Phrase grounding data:
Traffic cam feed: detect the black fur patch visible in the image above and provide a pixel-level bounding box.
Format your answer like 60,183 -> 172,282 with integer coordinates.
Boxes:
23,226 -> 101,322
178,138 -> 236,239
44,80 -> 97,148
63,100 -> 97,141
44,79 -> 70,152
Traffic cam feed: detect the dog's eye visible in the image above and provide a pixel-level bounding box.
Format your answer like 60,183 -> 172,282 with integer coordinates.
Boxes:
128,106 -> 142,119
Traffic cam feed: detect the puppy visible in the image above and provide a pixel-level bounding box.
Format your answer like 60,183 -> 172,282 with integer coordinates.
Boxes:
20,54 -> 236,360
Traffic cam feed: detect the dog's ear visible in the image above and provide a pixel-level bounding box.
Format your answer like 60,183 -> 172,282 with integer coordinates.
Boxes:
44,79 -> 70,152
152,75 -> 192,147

PROBLEM DETAILS: Please copy exactly the lines from the first line of the records above through the line containing "Traffic cam feed: detect the dog's ear", including both, and nothing more.

SOLUTION BELOW:
Traffic cam feed: detect the black fur patch visible in the image above and provide a pixel-level bounding box.
Format your answer like 60,183 -> 172,282 with integer coordinates.
Boxes:
23,226 -> 101,322
178,138 -> 236,239
44,80 -> 97,148
63,100 -> 97,141
44,79 -> 70,152
Traffic cam feed: detect the dog's eye visible in the image above and provide a pixel-level bounding box.
Format your answer like 60,183 -> 172,282 with integer coordinates.
Boxes:
128,106 -> 142,119
Traffic cam feed: detect the puppy visible in the image above and provide a pixel-level bounding box.
Format your answer like 60,183 -> 172,282 with integer coordinates.
Boxes:
20,54 -> 236,360
Traffic cam feed: detect the dog's ear visible in the image above and provide a pixel-level bounding box.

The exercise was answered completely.